TASK TO CARRY OUT - Could you please retype all of the data below exactly?

(DATA begins)

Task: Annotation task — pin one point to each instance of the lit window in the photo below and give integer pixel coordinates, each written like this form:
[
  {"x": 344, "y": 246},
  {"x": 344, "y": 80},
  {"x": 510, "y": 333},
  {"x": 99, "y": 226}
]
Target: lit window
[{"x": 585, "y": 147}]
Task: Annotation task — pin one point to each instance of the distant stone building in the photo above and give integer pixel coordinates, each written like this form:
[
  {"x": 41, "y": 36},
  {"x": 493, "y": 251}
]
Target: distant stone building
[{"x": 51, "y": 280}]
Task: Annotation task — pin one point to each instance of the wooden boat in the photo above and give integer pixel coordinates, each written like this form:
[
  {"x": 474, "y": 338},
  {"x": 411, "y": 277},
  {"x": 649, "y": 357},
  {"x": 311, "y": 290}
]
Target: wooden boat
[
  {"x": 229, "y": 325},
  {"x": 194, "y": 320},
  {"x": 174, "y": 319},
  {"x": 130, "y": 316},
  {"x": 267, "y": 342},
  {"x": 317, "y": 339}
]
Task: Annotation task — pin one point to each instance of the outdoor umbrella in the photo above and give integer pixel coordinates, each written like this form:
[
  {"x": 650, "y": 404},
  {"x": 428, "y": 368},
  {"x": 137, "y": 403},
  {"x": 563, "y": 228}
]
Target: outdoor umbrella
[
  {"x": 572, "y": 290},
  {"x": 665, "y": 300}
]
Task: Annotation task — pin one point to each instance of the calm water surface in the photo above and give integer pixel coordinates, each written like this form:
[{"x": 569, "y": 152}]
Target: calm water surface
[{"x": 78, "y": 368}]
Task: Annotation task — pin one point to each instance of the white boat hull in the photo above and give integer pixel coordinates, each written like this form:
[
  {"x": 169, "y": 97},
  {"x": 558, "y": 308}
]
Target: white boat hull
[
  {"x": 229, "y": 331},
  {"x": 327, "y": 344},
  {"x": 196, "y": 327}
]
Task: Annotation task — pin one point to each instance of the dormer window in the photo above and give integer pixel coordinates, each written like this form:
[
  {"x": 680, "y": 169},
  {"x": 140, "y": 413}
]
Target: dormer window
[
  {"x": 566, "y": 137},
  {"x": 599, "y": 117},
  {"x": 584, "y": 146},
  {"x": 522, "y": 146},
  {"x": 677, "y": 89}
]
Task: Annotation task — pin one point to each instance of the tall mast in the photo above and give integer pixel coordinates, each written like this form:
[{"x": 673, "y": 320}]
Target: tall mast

(DATA ends)

SOLVED EXERCISE -
Task: Annotation task — pin one point to each instance of the lit window in the photo below and give integer pixel coordinates, each written like this form:
[
  {"x": 344, "y": 246},
  {"x": 344, "y": 80},
  {"x": 510, "y": 333},
  {"x": 99, "y": 226}
]
Target: lit window
[{"x": 585, "y": 147}]
Task: Annotation task — pin one point to each instance of the distant stone building in the photo above and give integer pixel coordinates, each written like this form:
[
  {"x": 41, "y": 36},
  {"x": 493, "y": 251}
]
Target: distant stone building
[{"x": 51, "y": 280}]
Task: Annotation task — pin one point to each instance of the wooden boat in the photo above and give integer pixel coordinates, each written like this form:
[
  {"x": 474, "y": 338},
  {"x": 411, "y": 277},
  {"x": 649, "y": 357},
  {"x": 311, "y": 290}
]
Target: wooden boat
[
  {"x": 229, "y": 325},
  {"x": 194, "y": 320},
  {"x": 174, "y": 319},
  {"x": 130, "y": 316},
  {"x": 267, "y": 342},
  {"x": 317, "y": 339}
]
Task: Annotation task — pin one point to each instance of the outdoor umbrella in the photo above and give integer pixel coordinates, each written like this form:
[
  {"x": 650, "y": 404},
  {"x": 428, "y": 368},
  {"x": 137, "y": 403},
  {"x": 563, "y": 228}
]
Target: outdoor umbrella
[
  {"x": 572, "y": 290},
  {"x": 665, "y": 300}
]
Task: Annotation task — pin one point to each instance of the calm water surface in the photo above and give integer pixel coordinates, each written like this form:
[{"x": 569, "y": 152}]
Target: calm water surface
[{"x": 78, "y": 368}]
Task: Annotation task — pin one point to each instance of the white boat hull in the photo above and give integer pixel coordinates, each written like this form:
[
  {"x": 169, "y": 97},
  {"x": 558, "y": 308}
]
Target: white boat hull
[
  {"x": 229, "y": 331},
  {"x": 327, "y": 344},
  {"x": 196, "y": 327}
]
Task: Annotation task — pin one point to each instance of the dormer window in the photo above and give integer pixel coordinates, each written like this form:
[
  {"x": 680, "y": 169},
  {"x": 140, "y": 413}
]
Target: dormer window
[
  {"x": 566, "y": 137},
  {"x": 599, "y": 117},
  {"x": 584, "y": 146},
  {"x": 522, "y": 146},
  {"x": 677, "y": 89}
]
Task: Annotation task — pin one point to each instance of the tall mast in the photo above and give integer pixel coordinates, each written like this form:
[{"x": 673, "y": 320}]
Target: tall mast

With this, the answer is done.